TEXT SHOWN.
══════════════════════════════

The Lost Art of Loving the Fans

What do fans of football and Lord of the Rings have in common?

As they left behind the darkened tunnel and stepped onto the bright pitch, the players felt overjoyed that the time had finally come. At last, after all the restrictions, fans were back in the stadium. The roar of the crowd – however diminished – filled them with pride.

But, as they took a knee, the pitch of the crowd lowered. They began to boo.

As crowds reentered football stadiums post-covid, the same drama played out again and again. The players would kneel. The fans would boo.

The response was swift and blunt; the fans were racists. Legacy media said so, managers said so. Even the players joined the chorus.

Football clubs even went so far as to say that anyone caught booing could be banned from the stadium because they voiced disapproval of something you said was good and they said was not.

Think about that for a second. The very people who love your football club more than anyone else does, become the people you’re most against. They’re the reason your club exists, they pay your wages – gladly – because they think you’re worth it. And now they’re the people you’re pushing away in the name of progress.

But here’s the catch. If you shun the fans who love something, you simultaneously shun what makes it loveable.

Football fans turn up to lose themselves in a sport. To escape from dead-end jobs and workplace gossip. To set aside political differences and come together in support of a shared identity. For ninety minutes, that’s all there is. A singular focus on the skill of 22 men, 2 goals and 1 ball. When they want politics they turn on the TV.

Their love of the game is clear. What’s not so clear is how millionaires kneeling in the UK will help with international policing issues – or why that should even be the concern of the average UK football fan.

And what of Lord of the Rings fans who were recently drip-fed various significant changes to their beloved characters, stories and lore?

The response was identical in tone.

It stems from a fundamental misunderstanding of who their primary stakeholders are.

Under stakeholder theory, anyone that is affected by the organization or its workings in any way is considered a stakeholder, including employees, customers, suppliers, local communities, environmental groups, governmental groups, and more. Stakeholder theory holds that organizations and corporations should strive to do right by all these stakeholders and that in doing so, the organization will achieve true, lasting success.

══════════════════════════════

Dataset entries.
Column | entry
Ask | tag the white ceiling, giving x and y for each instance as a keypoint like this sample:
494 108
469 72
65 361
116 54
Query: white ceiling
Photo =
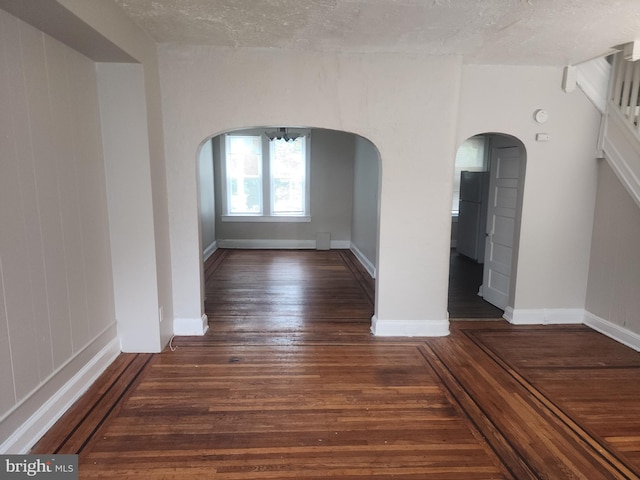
527 32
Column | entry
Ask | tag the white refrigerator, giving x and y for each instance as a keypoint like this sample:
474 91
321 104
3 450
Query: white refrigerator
472 216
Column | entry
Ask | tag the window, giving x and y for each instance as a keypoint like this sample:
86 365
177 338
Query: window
471 156
244 175
288 176
265 180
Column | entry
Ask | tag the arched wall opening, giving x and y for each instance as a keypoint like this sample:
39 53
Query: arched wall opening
344 178
486 214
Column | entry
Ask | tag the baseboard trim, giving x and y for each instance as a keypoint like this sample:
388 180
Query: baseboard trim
612 330
366 263
209 250
35 415
267 244
190 327
276 244
544 316
409 328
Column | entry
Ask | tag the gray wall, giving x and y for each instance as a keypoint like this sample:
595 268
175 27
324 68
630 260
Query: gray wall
207 202
366 186
331 190
614 270
56 290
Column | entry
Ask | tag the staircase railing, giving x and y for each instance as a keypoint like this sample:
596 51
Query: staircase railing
625 91
621 133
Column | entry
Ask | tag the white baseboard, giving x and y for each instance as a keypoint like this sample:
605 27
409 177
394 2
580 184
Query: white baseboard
366 263
209 250
189 327
612 330
544 316
267 244
275 244
32 417
409 328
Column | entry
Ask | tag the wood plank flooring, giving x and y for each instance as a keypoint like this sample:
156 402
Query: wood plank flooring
289 384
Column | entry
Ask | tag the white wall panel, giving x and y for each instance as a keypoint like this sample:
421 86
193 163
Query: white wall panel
55 271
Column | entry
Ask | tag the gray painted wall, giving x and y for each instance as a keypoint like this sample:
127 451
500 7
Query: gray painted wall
366 186
207 201
331 176
614 270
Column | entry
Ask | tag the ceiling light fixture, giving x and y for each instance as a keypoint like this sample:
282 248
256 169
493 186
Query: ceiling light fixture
282 133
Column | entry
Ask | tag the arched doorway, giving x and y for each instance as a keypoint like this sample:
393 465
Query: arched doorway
344 181
489 179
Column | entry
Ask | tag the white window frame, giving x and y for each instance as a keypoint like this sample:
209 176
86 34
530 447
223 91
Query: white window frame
266 214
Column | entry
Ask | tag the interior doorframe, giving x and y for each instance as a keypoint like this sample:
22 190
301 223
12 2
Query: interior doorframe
490 136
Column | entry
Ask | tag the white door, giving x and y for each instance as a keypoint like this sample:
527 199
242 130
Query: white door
506 175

══════════════════════════════

WORK INSTRUCTION A.
Answer these questions from the essay on football fans:
(i) What did the players do that made the crowd begin to boo?
(ii) What did football clubs say could happen to anyone caught booing?
(iii) Under stakeholder theory, who counts as a stakeholder?
WORK INSTRUCTION B. Continue the essay on football fans, starting right after its last sentence.

TASK ANSWER A.
(i) They took a knee.
(ii) They could be banned from the stadium.
(iii) Anyone affected by the organization or its workings in any way, including employees, customers, suppliers, local communities, environmental groups and governmental groups.

TASK ANSWER B.
Jeremy McAbee –

Multi-million pound clubs owned by billionaires and who employ millionaires, move in very different circles. (As do the ultramodern ‘Bobos‘). They are living in almost total disconnection from their primary stakeholders and so have lost all intuition for what makes them tick.

(Is this how the Trumps and Boris’s bumble to the top? A simple case of maintaining this intuition for the normals. An ability to see through the smug fug lingering in so many boardrooms, bars and metropolitan brains).

This disconnection leads to a classic error; Seeing your class as your stakeholder.

And this is really my central assertion. It is a subtle trick of the mind which dominates politics and media. It is the false perception which leads to the consternation at these backlashes. Brexit (so famously marked by the false expectations of a metropolitan echo chamber) rested squarely on this phenomenon of seeing one’s class as one’s stakeholder.

This disconnection is vast and the cries of fans across it will be faint. Those who make must therefore listen intently.

Love remains the only bridge which can reach far enough and remain strong enough to cross such gaping chasms of class.

This is why loving your fans is key. It is a strong link to and respect for those who matter most. It allows you to see their good intent and it allows you to see their discontent as spawned by a desire for the thing they love to remain lovable.